Please copy out the full passage about Yale's part in the REMADE Institute, word for word.

===== Selected excerpt =====

Along with experts from 25 other universities, 44 companies, seven national labs, and 26 industry trade associations and foundations, researchers from the Yale School of Forestry & Environmental Studies (F&ES) will play a pivotal role in a new U.S.-funded consortium that will aim to improve the energy efficiency of the nation’s industrial manufacturing processes by 50 percent by 2027, the university announced on February 8.
If that goal is realized, the consortium – called the Reducing Embodied-Energy and Decreasing Emissions (REMADE) Institute and based at the Rochester Institute of Technology – would help U.S. industry save billions of dollars in energy costs and reduce overall environmental impacts.
Specifically, the institute will focus on driving down the costs of technologies needed to reuse, recycle and remanufacture materials – such as metals, fibers, polymers and electronic waste. It is part of the U.S. Department of Energy’s Manufacturing USA initiative.
For Yale researchers, it will present an opportunity to build upon years of previous research into the lifecycles of metals and other resources, done by the F&ES-based Center for Industrial Ecology (CIE) — and to work with a wide range of partners from academia, industry, and government.
U.S. manufacturing accounts for nearly 25 percent of the nation’s total annual energy use, according to the Department of Energy. The physical products that are created as a result of manufacturing embody most of that energy. The research and deployment of cost-effective technologies that could reduce the energy used in materials production could offer energy savings of up to 1.6 quadrillion BTU annually nationwide, DOE said .– more than the electricity, oil and other energy consumed by New Hampshire, Hawaii, Delaware, Rhode Island, Washington, D.C. and Vermont combined.

===== Stored data =====

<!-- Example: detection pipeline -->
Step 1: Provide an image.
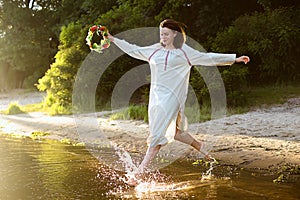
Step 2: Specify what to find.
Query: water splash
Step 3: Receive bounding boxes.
[112,145,140,183]
[201,156,218,181]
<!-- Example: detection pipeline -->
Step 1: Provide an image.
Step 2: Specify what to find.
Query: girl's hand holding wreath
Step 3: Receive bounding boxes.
[85,25,110,53]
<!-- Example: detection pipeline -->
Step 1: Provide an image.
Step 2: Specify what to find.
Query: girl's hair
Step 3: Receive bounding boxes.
[160,19,186,49]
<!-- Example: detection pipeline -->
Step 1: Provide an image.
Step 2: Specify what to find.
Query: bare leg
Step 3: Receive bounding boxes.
[127,145,161,186]
[174,129,210,160]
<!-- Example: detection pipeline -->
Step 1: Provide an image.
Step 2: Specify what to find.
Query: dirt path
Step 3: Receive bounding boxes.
[0,90,300,168]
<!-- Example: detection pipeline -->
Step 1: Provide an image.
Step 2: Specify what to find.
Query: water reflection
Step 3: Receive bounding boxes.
[0,136,300,200]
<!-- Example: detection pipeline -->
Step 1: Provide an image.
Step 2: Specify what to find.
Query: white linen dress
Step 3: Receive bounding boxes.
[114,38,236,147]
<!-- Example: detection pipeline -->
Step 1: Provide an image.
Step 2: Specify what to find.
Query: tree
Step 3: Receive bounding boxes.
[0,0,59,89]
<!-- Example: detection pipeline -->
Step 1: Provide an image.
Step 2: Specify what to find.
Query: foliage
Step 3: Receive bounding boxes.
[0,0,56,89]
[6,102,24,115]
[213,8,300,84]
[0,0,300,114]
[37,23,86,114]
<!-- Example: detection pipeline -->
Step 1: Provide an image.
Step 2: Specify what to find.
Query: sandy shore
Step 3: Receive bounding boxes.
[0,92,300,169]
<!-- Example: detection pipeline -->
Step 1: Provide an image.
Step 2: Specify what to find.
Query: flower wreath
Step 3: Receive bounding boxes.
[85,25,110,53]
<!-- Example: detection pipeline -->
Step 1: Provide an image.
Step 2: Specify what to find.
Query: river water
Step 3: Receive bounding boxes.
[0,135,300,200]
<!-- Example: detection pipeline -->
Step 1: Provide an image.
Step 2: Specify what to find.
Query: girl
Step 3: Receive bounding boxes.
[108,19,250,185]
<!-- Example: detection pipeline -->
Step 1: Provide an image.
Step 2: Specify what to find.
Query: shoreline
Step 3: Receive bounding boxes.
[0,90,300,177]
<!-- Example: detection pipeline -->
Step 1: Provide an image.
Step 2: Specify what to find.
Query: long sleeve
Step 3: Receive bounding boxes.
[182,44,236,66]
[114,38,161,61]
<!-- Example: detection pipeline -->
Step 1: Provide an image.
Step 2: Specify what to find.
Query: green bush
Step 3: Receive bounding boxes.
[37,23,86,115]
[6,102,24,115]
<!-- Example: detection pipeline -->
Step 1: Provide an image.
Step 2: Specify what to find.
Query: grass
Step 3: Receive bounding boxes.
[5,102,25,115]
[111,84,300,123]
[1,84,300,123]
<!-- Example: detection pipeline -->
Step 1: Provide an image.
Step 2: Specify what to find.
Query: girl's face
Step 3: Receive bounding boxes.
[160,27,176,46]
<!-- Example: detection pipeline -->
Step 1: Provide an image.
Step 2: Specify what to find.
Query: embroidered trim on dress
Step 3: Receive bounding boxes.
[180,49,192,66]
[148,47,162,61]
[164,51,170,70]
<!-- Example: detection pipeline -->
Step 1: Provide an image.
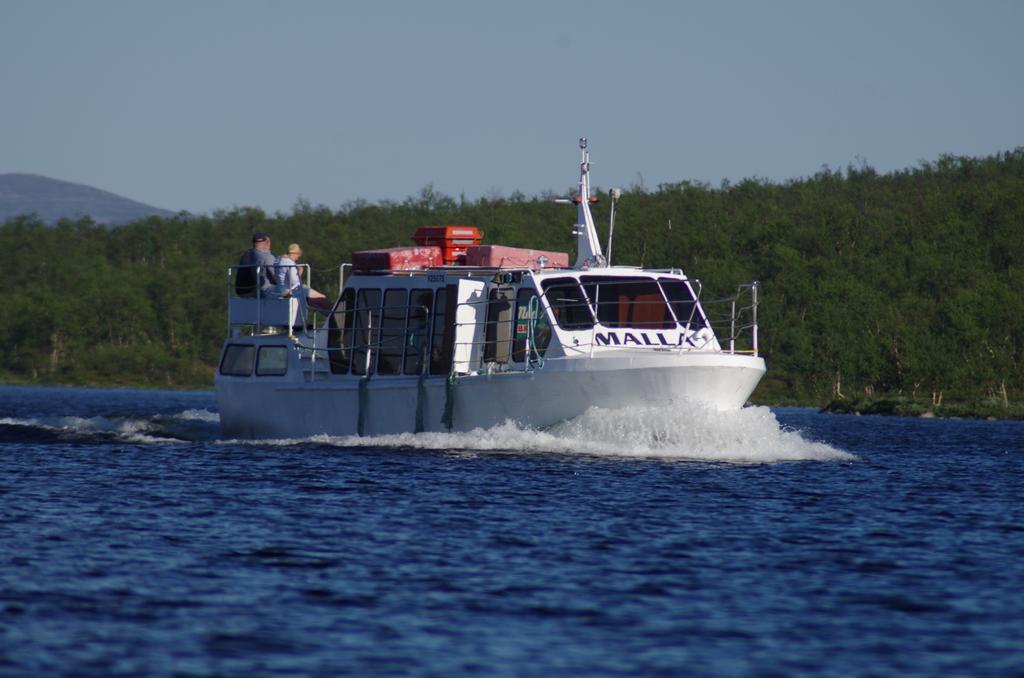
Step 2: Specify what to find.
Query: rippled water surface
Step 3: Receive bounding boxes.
[0,388,1024,675]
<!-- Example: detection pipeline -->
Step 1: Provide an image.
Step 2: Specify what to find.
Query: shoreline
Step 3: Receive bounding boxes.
[819,395,1024,421]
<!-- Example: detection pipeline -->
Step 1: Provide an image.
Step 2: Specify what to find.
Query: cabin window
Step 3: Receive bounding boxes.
[352,290,381,374]
[542,278,594,330]
[256,346,288,377]
[377,290,409,374]
[581,276,676,330]
[483,288,514,363]
[512,288,551,363]
[404,290,434,374]
[327,288,355,374]
[657,278,708,329]
[220,344,256,377]
[430,285,458,374]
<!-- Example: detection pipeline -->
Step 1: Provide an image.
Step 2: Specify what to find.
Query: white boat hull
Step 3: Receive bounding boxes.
[217,351,765,438]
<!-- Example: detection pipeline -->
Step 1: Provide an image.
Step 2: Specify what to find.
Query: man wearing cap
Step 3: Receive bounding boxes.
[234,230,278,297]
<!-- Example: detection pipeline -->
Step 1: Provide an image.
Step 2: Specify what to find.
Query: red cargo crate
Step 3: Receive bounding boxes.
[352,247,441,272]
[466,245,569,270]
[413,226,483,266]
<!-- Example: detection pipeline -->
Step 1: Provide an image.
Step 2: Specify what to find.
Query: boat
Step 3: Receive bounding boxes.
[215,138,765,438]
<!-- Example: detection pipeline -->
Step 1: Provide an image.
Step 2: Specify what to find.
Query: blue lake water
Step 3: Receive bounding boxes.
[0,387,1024,676]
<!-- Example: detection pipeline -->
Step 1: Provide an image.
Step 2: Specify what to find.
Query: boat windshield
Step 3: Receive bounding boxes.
[580,276,676,330]
[541,278,594,330]
[657,278,708,329]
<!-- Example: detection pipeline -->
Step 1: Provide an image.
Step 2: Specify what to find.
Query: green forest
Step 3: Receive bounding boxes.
[0,147,1024,408]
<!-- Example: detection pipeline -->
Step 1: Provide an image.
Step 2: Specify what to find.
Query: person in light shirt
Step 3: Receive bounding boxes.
[273,243,333,315]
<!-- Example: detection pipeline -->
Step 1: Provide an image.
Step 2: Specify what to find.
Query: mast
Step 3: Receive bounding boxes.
[572,136,605,268]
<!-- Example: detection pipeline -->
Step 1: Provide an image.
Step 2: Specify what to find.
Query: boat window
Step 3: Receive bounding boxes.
[220,344,256,377]
[512,288,551,363]
[377,290,409,374]
[404,290,434,374]
[657,278,708,329]
[352,290,381,374]
[483,287,515,363]
[580,276,676,330]
[256,346,288,377]
[327,288,355,374]
[430,285,458,374]
[543,278,594,330]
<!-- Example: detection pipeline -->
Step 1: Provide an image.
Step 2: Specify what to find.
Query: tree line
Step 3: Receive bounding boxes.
[0,147,1024,404]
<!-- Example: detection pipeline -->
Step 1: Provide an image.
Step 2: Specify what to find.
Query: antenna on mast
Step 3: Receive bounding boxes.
[572,136,606,268]
[608,188,623,266]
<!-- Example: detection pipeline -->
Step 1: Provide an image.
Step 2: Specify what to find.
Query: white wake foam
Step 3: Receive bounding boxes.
[241,404,856,464]
[0,410,220,443]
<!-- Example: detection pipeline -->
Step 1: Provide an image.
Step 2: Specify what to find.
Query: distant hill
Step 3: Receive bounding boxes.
[0,174,174,225]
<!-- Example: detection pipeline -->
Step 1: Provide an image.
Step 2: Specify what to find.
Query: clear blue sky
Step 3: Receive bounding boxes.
[0,0,1024,212]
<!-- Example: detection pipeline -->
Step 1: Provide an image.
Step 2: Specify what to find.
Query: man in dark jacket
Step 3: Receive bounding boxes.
[234,230,278,297]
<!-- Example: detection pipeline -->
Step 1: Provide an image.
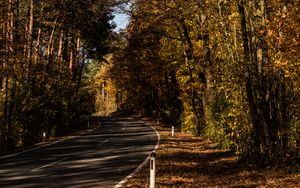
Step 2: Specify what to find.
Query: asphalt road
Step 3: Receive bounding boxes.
[0,118,158,188]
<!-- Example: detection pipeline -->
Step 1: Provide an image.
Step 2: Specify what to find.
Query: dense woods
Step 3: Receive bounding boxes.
[0,0,300,165]
[0,0,127,152]
[105,0,300,165]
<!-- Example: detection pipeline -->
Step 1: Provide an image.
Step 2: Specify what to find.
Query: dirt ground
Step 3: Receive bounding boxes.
[124,119,300,188]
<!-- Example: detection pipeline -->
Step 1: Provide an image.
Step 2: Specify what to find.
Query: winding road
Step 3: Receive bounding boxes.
[0,118,158,188]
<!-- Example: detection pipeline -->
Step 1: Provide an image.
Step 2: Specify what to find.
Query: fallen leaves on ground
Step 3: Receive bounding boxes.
[124,119,300,188]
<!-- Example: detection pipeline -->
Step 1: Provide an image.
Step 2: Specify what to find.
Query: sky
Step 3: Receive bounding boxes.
[114,13,129,31]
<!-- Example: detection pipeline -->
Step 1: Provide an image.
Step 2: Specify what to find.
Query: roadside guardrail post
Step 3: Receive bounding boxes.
[150,151,156,188]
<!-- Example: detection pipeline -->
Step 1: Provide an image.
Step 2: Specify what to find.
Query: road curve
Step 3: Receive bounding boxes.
[0,118,158,188]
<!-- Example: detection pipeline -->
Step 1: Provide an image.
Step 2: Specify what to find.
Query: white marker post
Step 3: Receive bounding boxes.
[43,132,46,142]
[172,126,174,136]
[150,151,156,188]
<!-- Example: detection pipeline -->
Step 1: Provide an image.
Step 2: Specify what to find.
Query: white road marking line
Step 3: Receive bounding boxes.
[113,122,160,188]
[31,157,70,172]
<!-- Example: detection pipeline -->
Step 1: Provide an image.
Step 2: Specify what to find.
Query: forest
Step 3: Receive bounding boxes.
[0,0,300,166]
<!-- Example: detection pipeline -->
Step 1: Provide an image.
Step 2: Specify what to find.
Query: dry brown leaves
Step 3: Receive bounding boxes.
[124,118,300,188]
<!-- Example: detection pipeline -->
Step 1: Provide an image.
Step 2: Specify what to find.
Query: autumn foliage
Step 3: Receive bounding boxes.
[110,0,300,164]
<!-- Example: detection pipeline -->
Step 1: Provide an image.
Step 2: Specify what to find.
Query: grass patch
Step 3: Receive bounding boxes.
[124,119,300,188]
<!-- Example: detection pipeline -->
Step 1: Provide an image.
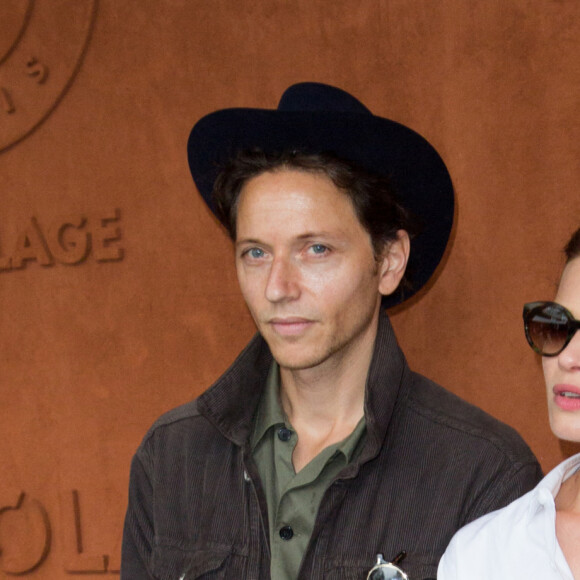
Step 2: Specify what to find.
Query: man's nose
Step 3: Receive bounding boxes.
[266,258,300,302]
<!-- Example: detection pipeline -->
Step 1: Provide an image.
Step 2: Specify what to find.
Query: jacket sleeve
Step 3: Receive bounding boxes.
[121,455,155,580]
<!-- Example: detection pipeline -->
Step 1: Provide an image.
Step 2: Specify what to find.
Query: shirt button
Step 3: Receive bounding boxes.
[280,526,294,540]
[278,427,292,441]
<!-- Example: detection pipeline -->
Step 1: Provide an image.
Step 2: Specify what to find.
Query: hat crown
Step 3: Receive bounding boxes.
[278,83,372,115]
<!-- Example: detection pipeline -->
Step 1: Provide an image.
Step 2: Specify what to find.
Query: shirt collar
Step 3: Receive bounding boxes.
[250,360,366,463]
[530,453,580,516]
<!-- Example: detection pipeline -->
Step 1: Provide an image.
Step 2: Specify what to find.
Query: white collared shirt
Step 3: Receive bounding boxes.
[437,454,580,580]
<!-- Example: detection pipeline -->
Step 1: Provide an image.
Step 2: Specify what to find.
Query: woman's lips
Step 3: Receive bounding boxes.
[552,384,580,411]
[270,317,314,336]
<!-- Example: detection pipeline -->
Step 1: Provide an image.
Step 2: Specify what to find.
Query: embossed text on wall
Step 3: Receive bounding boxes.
[0,209,124,272]
[0,489,121,578]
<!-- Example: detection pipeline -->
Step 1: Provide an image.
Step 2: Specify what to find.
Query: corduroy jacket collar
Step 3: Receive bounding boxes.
[198,313,409,464]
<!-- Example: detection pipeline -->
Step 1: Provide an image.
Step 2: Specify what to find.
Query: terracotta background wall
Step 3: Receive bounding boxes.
[0,0,580,580]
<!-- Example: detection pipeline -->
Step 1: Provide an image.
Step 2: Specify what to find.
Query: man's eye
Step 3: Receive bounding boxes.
[310,244,328,254]
[246,248,264,260]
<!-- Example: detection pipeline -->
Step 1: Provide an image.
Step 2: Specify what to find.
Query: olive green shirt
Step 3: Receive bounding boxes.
[251,362,366,580]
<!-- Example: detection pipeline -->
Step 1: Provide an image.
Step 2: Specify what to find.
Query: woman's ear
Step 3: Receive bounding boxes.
[379,230,411,296]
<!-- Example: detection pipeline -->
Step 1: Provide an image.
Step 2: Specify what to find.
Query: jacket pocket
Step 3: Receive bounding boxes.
[151,546,247,580]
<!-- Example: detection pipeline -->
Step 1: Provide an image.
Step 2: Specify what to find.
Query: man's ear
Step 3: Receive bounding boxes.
[379,230,411,296]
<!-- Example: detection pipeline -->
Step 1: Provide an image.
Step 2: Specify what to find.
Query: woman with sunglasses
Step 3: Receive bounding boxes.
[437,229,580,580]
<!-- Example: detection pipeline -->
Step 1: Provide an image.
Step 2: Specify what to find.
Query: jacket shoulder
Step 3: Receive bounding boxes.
[409,373,537,463]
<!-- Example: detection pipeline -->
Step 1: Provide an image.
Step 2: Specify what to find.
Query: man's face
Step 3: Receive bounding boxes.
[235,170,394,370]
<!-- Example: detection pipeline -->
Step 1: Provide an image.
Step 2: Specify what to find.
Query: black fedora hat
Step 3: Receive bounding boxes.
[187,83,454,306]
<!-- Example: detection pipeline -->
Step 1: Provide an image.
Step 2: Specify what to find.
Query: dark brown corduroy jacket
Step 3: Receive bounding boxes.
[121,315,541,580]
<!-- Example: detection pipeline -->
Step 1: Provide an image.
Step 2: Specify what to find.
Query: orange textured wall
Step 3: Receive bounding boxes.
[0,0,580,580]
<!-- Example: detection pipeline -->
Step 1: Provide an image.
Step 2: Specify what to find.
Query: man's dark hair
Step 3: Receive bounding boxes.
[564,228,580,264]
[212,149,418,296]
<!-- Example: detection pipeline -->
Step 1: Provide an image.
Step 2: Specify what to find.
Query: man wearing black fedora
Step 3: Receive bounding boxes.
[121,83,541,580]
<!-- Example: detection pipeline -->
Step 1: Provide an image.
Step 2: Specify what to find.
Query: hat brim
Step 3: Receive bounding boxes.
[188,108,454,307]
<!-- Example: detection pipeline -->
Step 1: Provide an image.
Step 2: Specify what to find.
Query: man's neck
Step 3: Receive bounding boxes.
[280,322,378,472]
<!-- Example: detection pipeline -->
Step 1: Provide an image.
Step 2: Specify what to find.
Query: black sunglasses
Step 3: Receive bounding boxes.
[367,551,409,580]
[524,302,580,356]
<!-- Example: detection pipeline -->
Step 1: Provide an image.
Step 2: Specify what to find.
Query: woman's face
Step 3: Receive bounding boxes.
[542,257,580,442]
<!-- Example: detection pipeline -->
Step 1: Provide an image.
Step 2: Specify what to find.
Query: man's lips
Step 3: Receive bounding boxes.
[268,316,314,336]
[552,384,580,411]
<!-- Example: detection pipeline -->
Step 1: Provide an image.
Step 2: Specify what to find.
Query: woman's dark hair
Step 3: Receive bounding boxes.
[212,149,419,300]
[564,228,580,264]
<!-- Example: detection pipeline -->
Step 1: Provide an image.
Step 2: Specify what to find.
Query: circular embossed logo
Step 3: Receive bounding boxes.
[0,0,97,151]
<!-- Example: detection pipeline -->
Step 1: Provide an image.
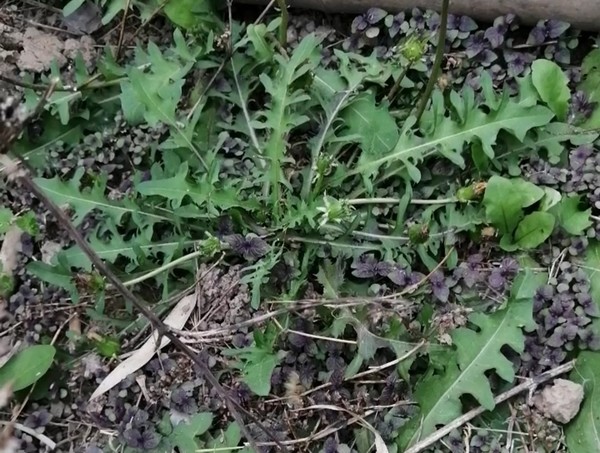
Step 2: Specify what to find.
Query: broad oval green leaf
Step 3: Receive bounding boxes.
[514,211,555,249]
[0,345,56,391]
[341,92,400,157]
[565,351,600,453]
[531,59,571,121]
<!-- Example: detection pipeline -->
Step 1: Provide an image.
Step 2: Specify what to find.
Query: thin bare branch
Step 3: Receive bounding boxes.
[404,360,575,453]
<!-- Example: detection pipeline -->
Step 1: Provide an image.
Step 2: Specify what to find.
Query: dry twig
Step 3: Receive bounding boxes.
[0,80,287,451]
[404,360,575,453]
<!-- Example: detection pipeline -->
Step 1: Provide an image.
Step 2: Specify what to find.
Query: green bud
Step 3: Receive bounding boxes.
[200,233,221,258]
[317,195,352,225]
[456,186,476,203]
[0,274,15,299]
[401,36,427,63]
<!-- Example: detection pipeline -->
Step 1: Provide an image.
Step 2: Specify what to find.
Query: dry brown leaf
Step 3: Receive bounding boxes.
[90,294,196,401]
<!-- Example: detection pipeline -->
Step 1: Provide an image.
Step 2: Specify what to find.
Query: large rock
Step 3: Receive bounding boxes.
[239,0,600,30]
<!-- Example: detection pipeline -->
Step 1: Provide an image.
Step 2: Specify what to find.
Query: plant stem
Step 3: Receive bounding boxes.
[277,0,289,47]
[386,62,412,102]
[123,250,204,286]
[415,0,450,124]
[285,236,375,250]
[346,198,458,206]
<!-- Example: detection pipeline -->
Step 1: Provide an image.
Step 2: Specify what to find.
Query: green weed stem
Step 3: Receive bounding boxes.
[123,250,204,286]
[387,62,412,102]
[415,0,450,124]
[346,198,458,206]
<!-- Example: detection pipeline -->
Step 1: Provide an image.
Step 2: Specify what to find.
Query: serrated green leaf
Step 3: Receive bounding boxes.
[565,351,600,453]
[317,260,344,299]
[550,195,592,236]
[163,0,213,30]
[531,59,571,121]
[58,234,190,271]
[0,208,14,234]
[399,299,535,449]
[340,92,399,158]
[257,33,320,217]
[169,412,213,453]
[0,345,56,391]
[243,353,279,396]
[514,211,555,250]
[344,90,553,185]
[483,176,523,234]
[63,0,85,17]
[34,168,171,226]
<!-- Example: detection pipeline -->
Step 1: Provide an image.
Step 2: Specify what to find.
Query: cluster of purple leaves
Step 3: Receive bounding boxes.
[527,145,600,244]
[526,20,577,64]
[521,261,600,374]
[569,91,598,124]
[224,234,269,261]
[344,8,577,89]
[351,254,519,303]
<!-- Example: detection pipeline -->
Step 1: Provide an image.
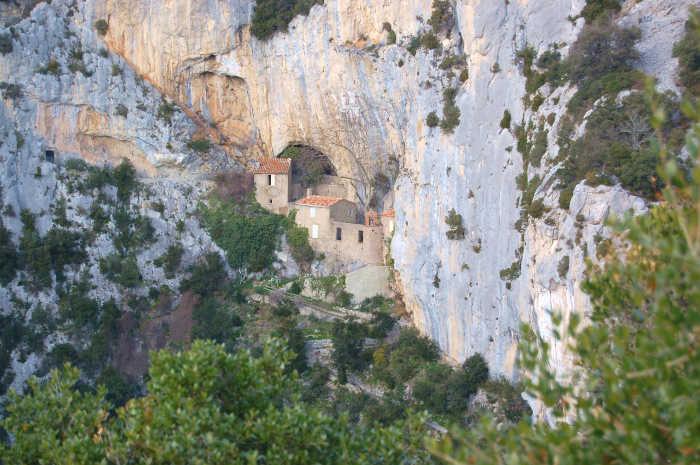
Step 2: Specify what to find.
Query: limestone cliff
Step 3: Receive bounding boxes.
[0,0,698,390]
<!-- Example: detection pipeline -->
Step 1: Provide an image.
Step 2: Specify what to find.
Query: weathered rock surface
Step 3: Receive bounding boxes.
[0,0,698,392]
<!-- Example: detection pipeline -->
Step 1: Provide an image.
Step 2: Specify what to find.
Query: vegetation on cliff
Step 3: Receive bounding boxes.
[250,0,323,40]
[434,87,700,465]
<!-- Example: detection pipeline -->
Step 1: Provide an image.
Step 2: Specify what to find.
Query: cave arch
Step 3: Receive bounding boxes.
[277,143,344,200]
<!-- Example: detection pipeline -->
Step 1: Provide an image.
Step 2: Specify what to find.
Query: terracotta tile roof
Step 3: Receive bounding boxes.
[297,195,343,207]
[253,157,292,174]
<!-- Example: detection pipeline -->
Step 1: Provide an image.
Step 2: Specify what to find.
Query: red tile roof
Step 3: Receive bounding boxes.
[253,157,292,174]
[297,195,343,207]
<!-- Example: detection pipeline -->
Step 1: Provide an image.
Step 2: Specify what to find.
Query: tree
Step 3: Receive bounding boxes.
[434,84,700,465]
[0,340,430,465]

=====

Task answer:
Along with experts from 25 other universities, 44 companies, seven national labs, and 26 industry trade associations and foundations, researchers from the Yale School of Forestry & Environmental Studies (F&ES) will play a pivotal role in a new U.S.-funded consortium that will aim to improve the energy efficiency of the nation’s industrial manufacturing processes by 50 percent by 2027, the university announced on February 8.
If that goal is realized, the consortium – called the Reducing Embodied-Energy and Decreasing Emissions (REMADE) Institute and based at the Rochester Institute of Technology – would help U.S. industry save billions of dollars in energy costs and reduce overall environmental impacts.
Specifically, the institute will focus on driving down the costs of technologies needed to reuse, recycle and remanufacture materials – such as metals, fibers, polymers and electronic waste. It is part of the U.S. Department of Energy’s Manufacturing USA initiative.
For Yale researchers, it will present an opportunity to build upon years of previous research into the lifecycles of metals and other resources, done by the F&ES-based Center for Industrial Ecology (CIE) — and to work with a wide range of partners from academia, industry, and government.
U.S. manufacturing accounts for nearly 25 percent of the nation’s total annual energy use, according to the Department of Energy. The physical products that are created as a result of manufacturing embody most of that energy. The research and deployment of cost-effective technologies that could reduce the energy used in materials production could offer energy savings of up to 1.6 quadrillion BTU annually nationwide, DOE said .– more than the electricity, oil and other energy consumed by New Hampshire, Hawaii, Delaware, Rhode Island, Washington, D.C. and Vermont combined.